> 任务目标
请修改下方文档节选中的一段文字：从包含“8月5日,圣何塞发生了矿井坍塌事故,33个矿工被埋在深达”的字句起，至“工被埋,艾迪逊就是其中一人。”止，将其中的“圣何塞”一律替换为“圣荷西”后完整写出。

绝境求生|绝境求生游戏

发布时间:2020-03-31 来源: 散文精选 点击:

  8月5日,圣何塞发生了矿井坍塌事故,33个矿工被埋在深达700米的矿井中。事实上,矿业早就成为了智利最危险的行业之一,而坍塌事故中的工人大部分都难以生还,人们早就听惯了坏消息。但这次矿井坍塌事故举世瞩目,不仅在于救援时间之长(预计将耗时3至4个月),更在于那井上井下离奇的爱恨情仇。
  
  地下700米的绝望
  在与圣何塞矿井里的男友失去联络快3个星期后,43岁的安杰丽卡•阿瓦莱斯才在录像里看到了胡子拉碴、憔悴消瘦的男友艾迪逊•费尔南。他说的第一句话是:“我要出去,我现在马上就想出去。”他被困之处,是智利北部城市科皮亚波市附近的圣何塞矿井,放眼望去是阿塔卡玛沙漠的一片荒凉,连绵不断的矿石山下开着片片紫花。8月5日,圣何塞发生了矿井坍塌事故,33个矿工被埋,艾迪逊就是其中一人。
  12天后,救援队伍才得到了矿工的消息,“我们33个人在避难所里,都还挺好的。”一张由重型机械操作员奥海达所写的小纸条终于从地下700米处传了上来,这张现在已经被放进智利博物馆的纸条,让弥漫在矿工家人心中的绝望瞬间变成一场全国性的狂喜──在圣何塞,政府搭起了“希望营地”,安排了家属专车每天10点准时从科皮亚波市中心开往这里,人们在沙漠之中围着一台电视机,看着被困矿工在黑??的地下拍的影像,拿到他们写的信,感到他们就在这脚下的地方生存。
  “希望营地”不断有人涌入:总统皮涅拉来这里为矿工鼓劲、歌手来这里献唱、邻国的足球明星和本国的富商们给这里捐钱;NASA派出救援小组,指导矿工在黑暗中安排娱乐和作息习惯,以保持体力;心理专家对被困矿工及其亲属开始了心理干预,家人写给33人的信息也被详细检查,以免对他们形成消极心理影响;智利著名的导演表示准备要为这33个奇迹生还的英雄拍一部电影……好消息也不断涌出:3条救援管道同时进行,最快会在11月救出矿工,最晚则要到12月,但是被困矿工对此消息表示可以接受;得到食品、水、抗抑郁药物的矿工们还向地上要求烟和酒;9月18日是智利的独立日,他们在地下高唱国歌,光着身子跳着传统的昆卡舞,视频画面很快就传遍了智利。

[数据集中收录的记录]
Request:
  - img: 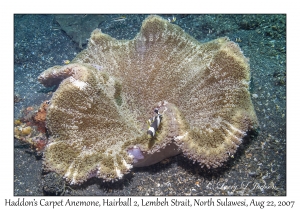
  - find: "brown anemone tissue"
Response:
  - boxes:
[38,15,258,184]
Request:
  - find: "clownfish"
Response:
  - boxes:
[147,108,162,138]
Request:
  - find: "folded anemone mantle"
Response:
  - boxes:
[38,16,258,184]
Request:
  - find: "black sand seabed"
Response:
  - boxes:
[14,14,286,196]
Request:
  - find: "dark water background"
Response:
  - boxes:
[14,14,286,196]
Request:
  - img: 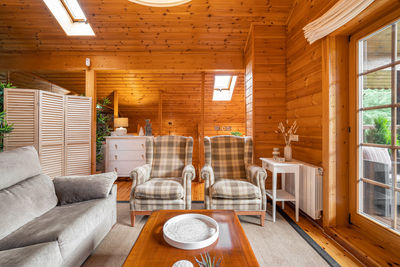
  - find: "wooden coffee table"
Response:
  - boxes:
[124,210,259,267]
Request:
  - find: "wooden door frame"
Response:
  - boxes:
[349,10,400,244]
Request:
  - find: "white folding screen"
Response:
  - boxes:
[4,89,91,177]
[65,96,92,175]
[4,88,38,151]
[38,91,64,177]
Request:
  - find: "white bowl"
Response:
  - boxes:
[163,213,219,250]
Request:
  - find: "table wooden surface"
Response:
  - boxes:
[123,210,259,267]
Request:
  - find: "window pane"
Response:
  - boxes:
[361,182,392,227]
[360,146,393,185]
[361,68,392,108]
[360,25,392,72]
[362,108,392,145]
[396,192,400,230]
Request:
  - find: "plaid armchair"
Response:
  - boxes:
[201,136,267,225]
[129,136,196,226]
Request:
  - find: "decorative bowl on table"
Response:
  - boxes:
[163,213,219,250]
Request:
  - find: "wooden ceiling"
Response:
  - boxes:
[0,0,293,52]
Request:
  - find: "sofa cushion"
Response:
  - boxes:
[53,172,118,205]
[0,196,116,259]
[211,179,261,199]
[0,174,58,239]
[135,178,184,199]
[0,146,41,190]
[0,241,63,267]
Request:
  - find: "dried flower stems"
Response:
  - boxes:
[275,120,299,146]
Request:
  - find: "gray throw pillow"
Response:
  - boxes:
[53,172,118,205]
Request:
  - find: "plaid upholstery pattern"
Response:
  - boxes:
[151,136,193,178]
[210,199,265,211]
[201,136,267,211]
[211,179,261,199]
[130,136,196,211]
[130,164,151,192]
[204,135,246,179]
[130,199,185,211]
[135,178,184,199]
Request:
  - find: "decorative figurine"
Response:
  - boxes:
[144,119,152,136]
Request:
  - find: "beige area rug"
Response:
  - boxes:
[83,203,329,267]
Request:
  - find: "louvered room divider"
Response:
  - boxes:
[4,89,92,177]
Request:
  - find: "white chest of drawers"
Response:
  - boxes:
[105,135,146,177]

> 回复内容
8月5日,圣荷西发生了矿井坍塌事故,33个矿工被埋在深达700米的矿井中。事实上,矿业早就成为了智利最危险的行业之一,而坍塌事故中的工人大部分都难以生还,人们早就听惯了坏消息。但这次矿井坍塌事故举世瞩目,不仅在于救援时间之长(预计将耗时3至4个月),更在于那井上井下离奇的爱恨情仇。
  
  地下700米的绝望
  在与圣荷西矿井里的男友失去联络快3个星期后,43岁的安杰丽卡•阿瓦莱斯才在录像里看到了胡子拉碴、憔悴消瘦的男友艾迪逊•费尔南。他说的第一句话是:“我要出去,我现在马上就想出去。”他被困之处,是智利北部城市科皮亚波市附近的圣荷西矿井,放眼望去是阿塔卡玛沙漠的一片荒凉,连绵不断的矿石山下开着片片紫花。8月5日,圣荷西发生了矿井坍塌事故,33个矿工被埋,艾迪逊就是其中一人。